Copy out the complete listing, word for word.

╭─ Dataset records

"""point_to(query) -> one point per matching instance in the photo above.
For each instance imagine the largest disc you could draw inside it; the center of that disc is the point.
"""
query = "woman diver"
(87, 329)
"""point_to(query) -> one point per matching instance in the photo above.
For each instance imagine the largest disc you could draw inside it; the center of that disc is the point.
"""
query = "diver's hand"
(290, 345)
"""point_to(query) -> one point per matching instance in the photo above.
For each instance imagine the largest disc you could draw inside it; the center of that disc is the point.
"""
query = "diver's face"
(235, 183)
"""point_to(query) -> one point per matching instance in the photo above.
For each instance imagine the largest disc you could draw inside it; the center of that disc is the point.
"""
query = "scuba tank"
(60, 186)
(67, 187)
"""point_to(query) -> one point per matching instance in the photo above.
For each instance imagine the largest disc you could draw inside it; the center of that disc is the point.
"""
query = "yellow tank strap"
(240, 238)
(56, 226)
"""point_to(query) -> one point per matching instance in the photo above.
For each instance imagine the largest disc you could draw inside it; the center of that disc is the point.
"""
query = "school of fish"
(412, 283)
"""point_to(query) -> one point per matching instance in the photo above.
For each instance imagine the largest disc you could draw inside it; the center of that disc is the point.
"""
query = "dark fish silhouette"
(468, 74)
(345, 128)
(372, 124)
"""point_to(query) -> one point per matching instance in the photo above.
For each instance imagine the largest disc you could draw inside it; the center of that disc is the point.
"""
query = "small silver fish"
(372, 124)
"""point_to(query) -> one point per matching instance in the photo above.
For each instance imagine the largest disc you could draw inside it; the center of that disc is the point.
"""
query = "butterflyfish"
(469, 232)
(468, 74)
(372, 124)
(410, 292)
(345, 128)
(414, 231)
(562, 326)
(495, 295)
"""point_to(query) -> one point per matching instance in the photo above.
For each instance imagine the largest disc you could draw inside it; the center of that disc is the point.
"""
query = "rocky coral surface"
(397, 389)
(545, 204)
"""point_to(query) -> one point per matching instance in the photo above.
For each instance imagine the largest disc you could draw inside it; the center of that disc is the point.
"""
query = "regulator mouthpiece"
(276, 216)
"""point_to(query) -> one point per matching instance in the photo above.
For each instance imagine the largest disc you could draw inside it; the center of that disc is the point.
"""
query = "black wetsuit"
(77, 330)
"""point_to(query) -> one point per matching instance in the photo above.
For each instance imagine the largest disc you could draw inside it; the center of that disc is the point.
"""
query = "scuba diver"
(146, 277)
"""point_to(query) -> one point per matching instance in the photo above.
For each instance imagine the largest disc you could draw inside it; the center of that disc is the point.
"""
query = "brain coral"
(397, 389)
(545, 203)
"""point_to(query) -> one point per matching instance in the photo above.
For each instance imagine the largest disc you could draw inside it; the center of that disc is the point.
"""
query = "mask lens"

╰─

→ Solution below:
"""point_to(query) -> one point per matching instance in the photo above.
For each instance imagine the largest disc you could draw inside it; the center of that disc is the point.
"""
query = "woman diver"
(87, 329)
"""point_to(query) -> one point per matching instance in the photo above.
For each instance imagine the largest disc you could draw inside it; the center of that disc is the point.
"""
query = "diver's hand"
(290, 345)
"""point_to(query) -> one point per matching instance in the photo above.
For each instance imagine the largest disc you could draw inside it; the center of that disc is the point.
"""
query = "diver's face"
(235, 183)
"""point_to(query) -> one point per matching instance in the photo above.
For each instance imagine the largest disc you could draw inside it; the center of that disc is the point.
"""
query = "scuba tank"
(60, 186)
(67, 187)
"""point_to(query) -> one point per matching instance in the photo above.
For each instance imagine the largest disc you could draw inside it; the center of that disc is the point.
"""
query = "yellow tank strap"
(240, 238)
(56, 226)
"""point_to(query) -> one point per matching instance in the photo above.
For each instance imagine the largest disc you could draw inside it; the center of that disc is the point.
"""
query = "school of fish"
(412, 283)
"""point_to(query) -> one point per matching instance in the photo above.
For each instance imagine the largest disc you could draw inside it; the center of that disc is the point.
"""
query = "dark fish silhouette"
(468, 74)
(345, 128)
(372, 124)
"""point_to(query) -> one point per matching instance in the photo above.
For each instance imagine the largest disc you could draw inside it; the center of that disc is the point.
"""
query = "small silver fish"
(372, 124)
"""point_to(query) -> one point per matching instance in the photo above.
For each instance imagine the largest disc you could draw inside it; the center of that disc is the point.
"""
query = "butterflyfish"
(469, 232)
(468, 74)
(372, 124)
(410, 292)
(345, 128)
(414, 231)
(562, 326)
(495, 295)
"""point_to(query) -> one point per matching instance in the photo above.
For each instance imagine the largest disc you could draw inside it; the center of that disc is the point.
"""
query = "rocky coral surface"
(397, 389)
(545, 204)
"""point_to(query) -> one point per matching instance in the photo above.
For each instance imagine the largest disc you could draw inside it; the center of that disc is the point.
"""
query = "regulator mouthpiece"
(276, 216)
"""point_to(query) -> one point per matching instance in the photo above.
For each instance imagine the largest disc you could draw inside it; the center of that disc is the point.
"""
query = "black wetsuit"
(77, 330)
"""point_to(query) -> one point per matching instance in the photo above.
For each instance imagine the largest disc you could draw inside it; the center of that disc is the point.
"""
query = "scuba diver"
(146, 277)
"""point_to(query) -> one point per matching instance in the photo above.
For each instance imagine the largest disc you could draw inside it; the center of that disc is the point.
"""
query = "brain coral"
(397, 389)
(545, 203)
"""point_to(query) -> one point per matching instance in the photo above.
For each instance imagine the largest disc you could draw inside it; the center of that disc is the point.
"""
query = "mask lens"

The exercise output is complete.